Given exercise: Copy every one of the entries below line for line, without changing a single character.

>>

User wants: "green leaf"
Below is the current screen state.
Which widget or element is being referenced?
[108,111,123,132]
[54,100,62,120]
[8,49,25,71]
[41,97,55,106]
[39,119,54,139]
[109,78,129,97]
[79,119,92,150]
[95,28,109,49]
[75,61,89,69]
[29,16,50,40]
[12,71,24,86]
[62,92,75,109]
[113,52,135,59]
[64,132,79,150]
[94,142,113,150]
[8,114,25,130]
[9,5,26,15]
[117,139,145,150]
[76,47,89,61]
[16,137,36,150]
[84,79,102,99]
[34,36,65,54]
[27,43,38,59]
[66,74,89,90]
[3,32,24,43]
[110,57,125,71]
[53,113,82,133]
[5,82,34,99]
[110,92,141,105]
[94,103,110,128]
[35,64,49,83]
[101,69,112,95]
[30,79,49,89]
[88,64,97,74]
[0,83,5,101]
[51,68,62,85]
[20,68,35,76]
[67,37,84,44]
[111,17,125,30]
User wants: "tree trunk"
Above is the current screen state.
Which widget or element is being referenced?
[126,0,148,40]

<<

Answer in full:
User wants: "green leaf"
Below is the current screen state.
Which widget or element is being referenced?
[108,111,123,132]
[54,100,62,120]
[8,49,25,71]
[41,97,55,106]
[39,119,54,139]
[109,78,129,97]
[79,119,92,150]
[95,28,109,49]
[75,61,89,69]
[29,16,50,40]
[12,71,24,86]
[62,92,75,109]
[113,52,135,59]
[64,132,79,150]
[94,142,113,150]
[8,114,25,130]
[9,5,26,15]
[117,139,145,150]
[76,47,89,61]
[16,137,36,150]
[84,79,102,99]
[34,36,65,54]
[27,43,38,59]
[66,74,89,90]
[3,32,24,43]
[110,57,125,71]
[53,113,82,133]
[5,82,34,99]
[110,92,141,105]
[94,103,110,128]
[35,64,49,83]
[101,69,112,95]
[30,79,49,89]
[88,64,97,74]
[0,83,5,101]
[51,68,62,85]
[20,68,35,76]
[67,37,84,44]
[111,17,125,30]
User wants: "tree trunk"
Above is the current screen state.
Which widget or element is being referenced?
[126,0,148,40]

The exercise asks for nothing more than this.